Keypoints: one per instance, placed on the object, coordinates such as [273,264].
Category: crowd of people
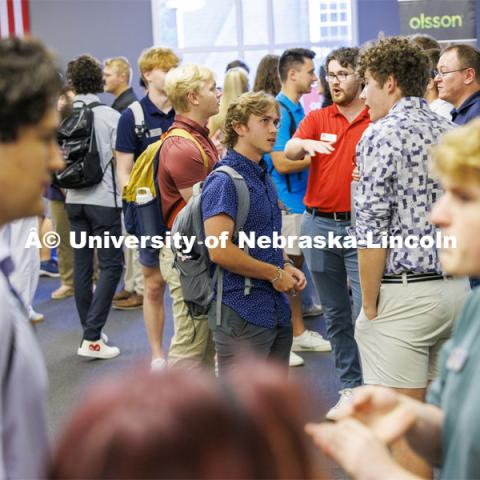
[393,153]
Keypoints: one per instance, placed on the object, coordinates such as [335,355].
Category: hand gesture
[312,147]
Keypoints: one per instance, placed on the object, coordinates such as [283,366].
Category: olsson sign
[443,19]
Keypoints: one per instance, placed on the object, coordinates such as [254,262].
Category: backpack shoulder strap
[293,125]
[180,132]
[243,196]
[139,119]
[10,355]
[243,208]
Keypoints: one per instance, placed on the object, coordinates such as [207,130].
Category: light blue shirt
[291,187]
[23,426]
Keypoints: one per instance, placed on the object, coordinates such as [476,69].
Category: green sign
[443,19]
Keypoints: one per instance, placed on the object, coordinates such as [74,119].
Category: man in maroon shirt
[193,93]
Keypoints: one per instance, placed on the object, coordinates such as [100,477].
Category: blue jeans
[330,268]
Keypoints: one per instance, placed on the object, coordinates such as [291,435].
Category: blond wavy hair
[457,155]
[181,81]
[239,111]
[120,65]
[234,84]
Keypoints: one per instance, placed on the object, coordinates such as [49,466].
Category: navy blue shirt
[155,120]
[264,306]
[468,110]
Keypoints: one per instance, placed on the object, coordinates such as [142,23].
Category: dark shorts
[235,337]
[149,257]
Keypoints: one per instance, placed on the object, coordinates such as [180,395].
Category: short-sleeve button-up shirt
[396,192]
[264,306]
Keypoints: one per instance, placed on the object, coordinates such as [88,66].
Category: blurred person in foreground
[443,430]
[28,143]
[187,424]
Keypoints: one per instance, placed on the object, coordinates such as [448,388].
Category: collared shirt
[264,306]
[456,392]
[181,165]
[468,110]
[328,187]
[155,120]
[105,124]
[396,192]
[442,108]
[23,426]
[124,100]
[291,187]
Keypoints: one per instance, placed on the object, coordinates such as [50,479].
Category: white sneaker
[310,341]
[346,398]
[158,364]
[314,311]
[34,316]
[295,360]
[97,349]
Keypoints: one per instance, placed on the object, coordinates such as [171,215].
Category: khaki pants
[192,340]
[64,250]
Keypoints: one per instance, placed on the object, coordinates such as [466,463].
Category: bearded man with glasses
[330,137]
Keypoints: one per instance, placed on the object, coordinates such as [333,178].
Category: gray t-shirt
[105,124]
[23,426]
[457,393]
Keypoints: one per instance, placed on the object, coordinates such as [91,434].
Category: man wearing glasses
[458,82]
[330,137]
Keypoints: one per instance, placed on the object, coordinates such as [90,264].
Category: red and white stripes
[14,18]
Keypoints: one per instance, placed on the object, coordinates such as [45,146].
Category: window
[214,32]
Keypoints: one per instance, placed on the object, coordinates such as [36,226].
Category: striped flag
[14,18]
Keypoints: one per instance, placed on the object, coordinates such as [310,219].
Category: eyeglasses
[340,76]
[442,74]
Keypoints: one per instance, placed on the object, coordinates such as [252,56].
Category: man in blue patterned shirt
[260,320]
[408,305]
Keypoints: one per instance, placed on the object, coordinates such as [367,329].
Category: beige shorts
[291,228]
[399,348]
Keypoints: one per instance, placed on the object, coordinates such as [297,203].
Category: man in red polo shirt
[330,136]
[193,93]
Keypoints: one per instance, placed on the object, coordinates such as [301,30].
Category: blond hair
[157,57]
[239,111]
[120,65]
[457,155]
[183,80]
[234,84]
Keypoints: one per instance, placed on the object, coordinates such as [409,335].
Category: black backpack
[76,137]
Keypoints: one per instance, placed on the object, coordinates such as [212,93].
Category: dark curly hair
[267,78]
[85,75]
[29,84]
[397,56]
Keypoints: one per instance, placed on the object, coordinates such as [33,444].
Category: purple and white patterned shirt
[396,191]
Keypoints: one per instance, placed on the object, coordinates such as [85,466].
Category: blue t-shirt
[291,187]
[468,110]
[155,120]
[264,306]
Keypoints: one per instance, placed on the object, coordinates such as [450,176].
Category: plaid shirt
[396,192]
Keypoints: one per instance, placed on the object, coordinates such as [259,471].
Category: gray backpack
[194,266]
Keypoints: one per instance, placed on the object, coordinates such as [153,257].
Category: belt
[337,216]
[413,277]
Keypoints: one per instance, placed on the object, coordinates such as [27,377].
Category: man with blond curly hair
[182,162]
[408,305]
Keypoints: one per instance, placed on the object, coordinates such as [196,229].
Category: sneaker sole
[117,307]
[303,349]
[96,355]
[44,273]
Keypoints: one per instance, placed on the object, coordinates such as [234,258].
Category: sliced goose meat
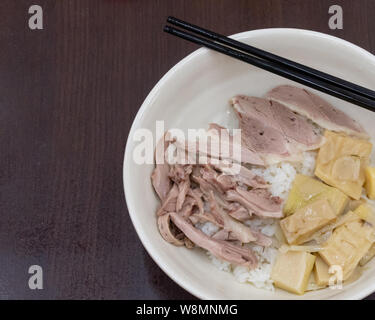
[169,203]
[169,232]
[205,217]
[242,232]
[242,175]
[180,172]
[224,235]
[317,109]
[257,201]
[273,130]
[159,178]
[196,194]
[220,249]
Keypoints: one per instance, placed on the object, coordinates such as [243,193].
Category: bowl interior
[196,92]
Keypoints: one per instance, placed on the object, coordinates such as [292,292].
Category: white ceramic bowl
[195,92]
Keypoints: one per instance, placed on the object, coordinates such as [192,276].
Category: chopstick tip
[167,28]
[171,19]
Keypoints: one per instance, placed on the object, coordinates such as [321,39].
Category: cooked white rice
[280,176]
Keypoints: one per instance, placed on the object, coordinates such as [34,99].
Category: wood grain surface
[68,96]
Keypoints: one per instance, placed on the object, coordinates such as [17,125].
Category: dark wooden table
[68,95]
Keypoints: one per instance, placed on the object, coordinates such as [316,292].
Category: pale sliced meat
[296,128]
[259,130]
[168,232]
[242,175]
[169,203]
[317,109]
[220,249]
[183,189]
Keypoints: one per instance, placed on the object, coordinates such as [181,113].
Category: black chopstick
[272,57]
[279,69]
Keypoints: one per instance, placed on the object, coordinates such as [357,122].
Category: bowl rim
[146,103]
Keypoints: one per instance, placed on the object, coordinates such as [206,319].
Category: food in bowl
[279,203]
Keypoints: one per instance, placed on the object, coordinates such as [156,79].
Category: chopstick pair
[302,74]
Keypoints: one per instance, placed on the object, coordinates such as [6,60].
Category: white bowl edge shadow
[356,290]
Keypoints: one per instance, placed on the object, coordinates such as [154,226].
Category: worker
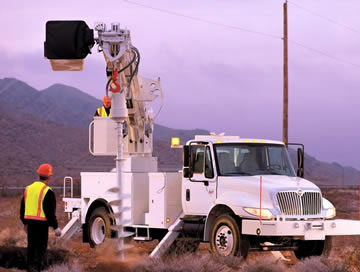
[104,110]
[38,212]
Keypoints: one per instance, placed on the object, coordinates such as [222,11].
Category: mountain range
[51,125]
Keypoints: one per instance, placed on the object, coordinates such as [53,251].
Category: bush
[321,264]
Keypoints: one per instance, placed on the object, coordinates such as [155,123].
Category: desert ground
[77,256]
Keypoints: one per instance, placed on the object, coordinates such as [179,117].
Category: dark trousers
[38,234]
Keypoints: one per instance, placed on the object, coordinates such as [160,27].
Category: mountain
[68,106]
[59,103]
[51,126]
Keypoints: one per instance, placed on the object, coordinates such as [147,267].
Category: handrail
[71,184]
[90,134]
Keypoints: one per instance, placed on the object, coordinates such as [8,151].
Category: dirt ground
[84,258]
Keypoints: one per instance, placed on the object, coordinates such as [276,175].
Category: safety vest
[34,197]
[102,112]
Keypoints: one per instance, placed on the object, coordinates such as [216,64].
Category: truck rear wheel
[313,248]
[226,239]
[99,226]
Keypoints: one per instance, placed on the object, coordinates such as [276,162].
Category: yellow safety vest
[34,197]
[102,112]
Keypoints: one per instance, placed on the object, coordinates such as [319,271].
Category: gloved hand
[58,232]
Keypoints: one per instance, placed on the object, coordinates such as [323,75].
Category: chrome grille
[292,203]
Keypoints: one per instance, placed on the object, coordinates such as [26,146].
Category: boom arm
[129,92]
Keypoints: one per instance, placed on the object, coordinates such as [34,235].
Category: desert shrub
[188,263]
[12,237]
[321,264]
[265,265]
[351,257]
[73,267]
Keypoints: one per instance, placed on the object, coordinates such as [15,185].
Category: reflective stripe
[40,200]
[25,192]
[34,197]
[102,112]
[39,218]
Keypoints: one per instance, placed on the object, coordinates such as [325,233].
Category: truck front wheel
[226,239]
[99,226]
[313,248]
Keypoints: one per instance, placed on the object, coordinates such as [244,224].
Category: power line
[324,54]
[268,35]
[324,17]
[243,30]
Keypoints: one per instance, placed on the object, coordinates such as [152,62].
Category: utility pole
[285,95]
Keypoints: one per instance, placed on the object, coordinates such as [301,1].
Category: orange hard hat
[45,170]
[107,101]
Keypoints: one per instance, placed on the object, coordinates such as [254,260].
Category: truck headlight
[330,213]
[265,213]
[329,207]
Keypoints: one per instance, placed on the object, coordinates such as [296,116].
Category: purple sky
[217,78]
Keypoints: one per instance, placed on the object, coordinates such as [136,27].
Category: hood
[244,191]
[270,183]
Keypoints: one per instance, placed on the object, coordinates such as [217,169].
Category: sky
[220,63]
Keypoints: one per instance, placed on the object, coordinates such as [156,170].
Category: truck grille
[292,203]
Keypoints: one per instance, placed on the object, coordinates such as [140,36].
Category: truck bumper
[309,230]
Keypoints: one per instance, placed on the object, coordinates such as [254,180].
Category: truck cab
[229,181]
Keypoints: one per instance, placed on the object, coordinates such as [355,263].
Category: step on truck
[234,193]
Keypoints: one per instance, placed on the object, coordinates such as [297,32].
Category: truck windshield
[253,159]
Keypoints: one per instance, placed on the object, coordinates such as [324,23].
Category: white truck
[235,193]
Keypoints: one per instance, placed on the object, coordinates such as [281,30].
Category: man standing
[38,212]
[104,111]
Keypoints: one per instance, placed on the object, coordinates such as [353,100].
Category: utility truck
[236,194]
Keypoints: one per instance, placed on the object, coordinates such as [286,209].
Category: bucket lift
[128,132]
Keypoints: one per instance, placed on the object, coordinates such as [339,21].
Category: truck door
[199,191]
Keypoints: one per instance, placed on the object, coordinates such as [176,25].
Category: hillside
[51,125]
[68,106]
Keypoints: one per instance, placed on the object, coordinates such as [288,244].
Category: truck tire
[226,239]
[99,226]
[313,248]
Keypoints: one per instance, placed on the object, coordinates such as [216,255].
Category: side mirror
[186,156]
[300,155]
[187,169]
[187,172]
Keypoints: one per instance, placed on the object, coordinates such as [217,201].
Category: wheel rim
[98,230]
[224,241]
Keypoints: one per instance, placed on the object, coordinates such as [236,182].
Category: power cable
[268,35]
[324,54]
[249,30]
[323,17]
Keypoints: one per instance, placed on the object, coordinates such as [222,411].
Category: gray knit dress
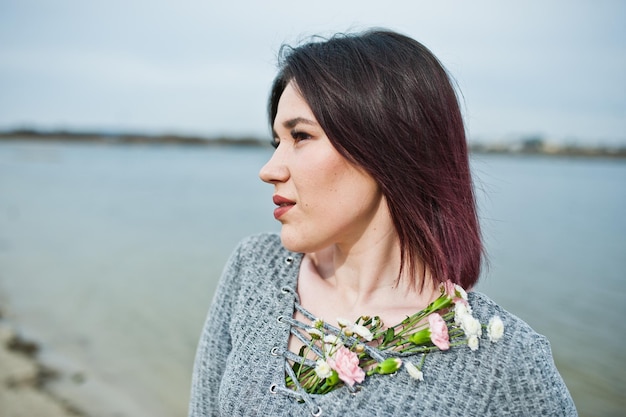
[240,370]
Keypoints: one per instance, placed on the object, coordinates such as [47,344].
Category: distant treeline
[533,145]
[76,136]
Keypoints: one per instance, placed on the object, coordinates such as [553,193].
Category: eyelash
[297,136]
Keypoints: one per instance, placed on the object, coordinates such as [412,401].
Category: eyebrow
[291,123]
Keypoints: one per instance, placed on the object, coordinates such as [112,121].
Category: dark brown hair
[387,104]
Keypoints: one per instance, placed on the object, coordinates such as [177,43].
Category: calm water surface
[109,255]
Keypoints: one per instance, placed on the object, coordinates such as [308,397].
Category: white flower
[343,322]
[315,333]
[461,310]
[413,371]
[323,369]
[461,291]
[495,329]
[471,326]
[362,331]
[472,342]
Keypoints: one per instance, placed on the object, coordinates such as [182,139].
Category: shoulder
[261,258]
[517,332]
[520,366]
[259,247]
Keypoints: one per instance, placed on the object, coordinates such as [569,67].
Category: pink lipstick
[284,205]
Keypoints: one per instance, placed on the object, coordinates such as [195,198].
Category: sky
[554,68]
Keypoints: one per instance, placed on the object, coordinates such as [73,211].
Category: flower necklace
[348,354]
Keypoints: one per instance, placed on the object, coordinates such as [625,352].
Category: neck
[367,272]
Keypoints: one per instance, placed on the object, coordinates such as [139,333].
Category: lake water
[109,255]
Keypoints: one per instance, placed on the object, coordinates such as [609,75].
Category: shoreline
[520,147]
[25,381]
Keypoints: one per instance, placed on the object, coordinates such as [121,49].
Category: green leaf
[389,335]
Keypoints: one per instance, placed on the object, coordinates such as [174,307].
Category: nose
[275,170]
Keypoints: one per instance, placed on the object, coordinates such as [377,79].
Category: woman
[359,307]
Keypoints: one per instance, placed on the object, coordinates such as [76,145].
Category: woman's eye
[299,135]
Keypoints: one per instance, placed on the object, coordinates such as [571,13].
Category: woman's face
[322,199]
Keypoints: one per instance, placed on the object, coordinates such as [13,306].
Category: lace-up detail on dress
[299,330]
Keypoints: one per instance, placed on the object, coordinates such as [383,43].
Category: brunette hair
[387,104]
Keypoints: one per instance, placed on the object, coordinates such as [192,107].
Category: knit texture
[234,367]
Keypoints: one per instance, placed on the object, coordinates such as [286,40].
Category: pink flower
[346,363]
[438,331]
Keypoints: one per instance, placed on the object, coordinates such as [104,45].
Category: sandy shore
[24,380]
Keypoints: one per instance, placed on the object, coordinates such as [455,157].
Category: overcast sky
[555,68]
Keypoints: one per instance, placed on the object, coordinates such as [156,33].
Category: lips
[284,205]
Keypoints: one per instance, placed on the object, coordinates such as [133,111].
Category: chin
[293,242]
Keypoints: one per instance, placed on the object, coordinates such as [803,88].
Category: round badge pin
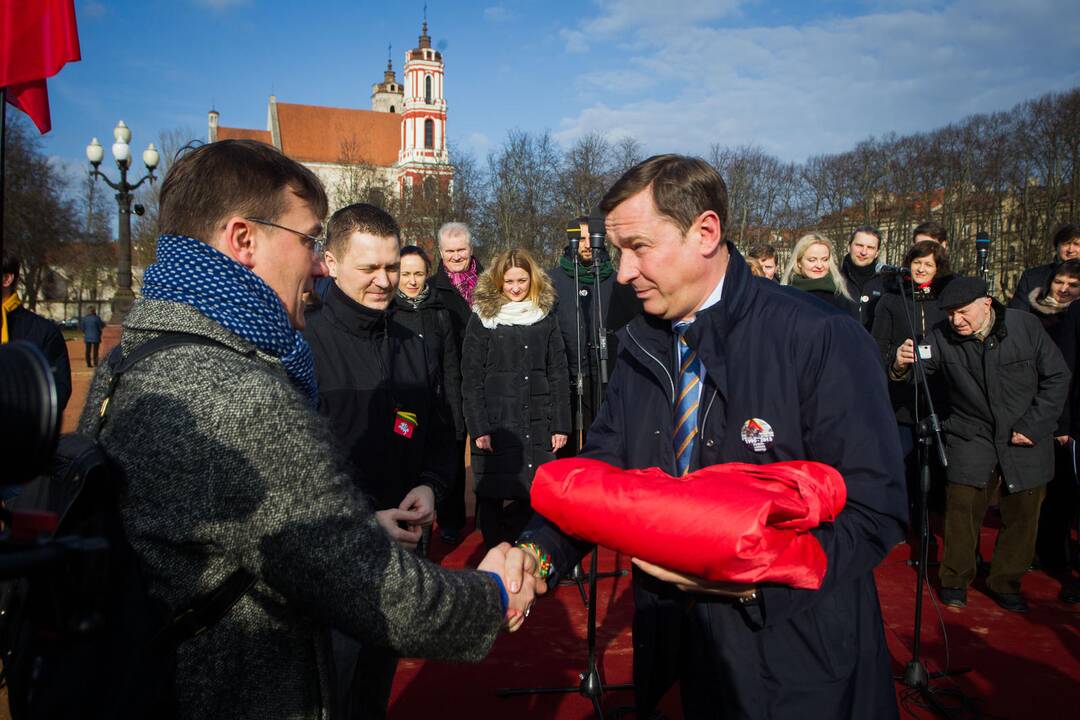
• • •
▶ [What you are asked to do]: The required output is the stretch of entries above from the line containing "Category: truck cab" through the line containing "such as [324,23].", reproduced exactly.

▶ [Exercise answer]:
Category: truck cab
[229,181]
Keypoints: one per instance, placed on the object, coordinates such as [355,263].
Category: step on truck
[234,193]
Keypoints: one per instance, placed on the object, coordinates such as [297,32].
Category: truck windshield
[253,159]
Keypoints: one per instance, placed on the object, coordinates such as [324,23].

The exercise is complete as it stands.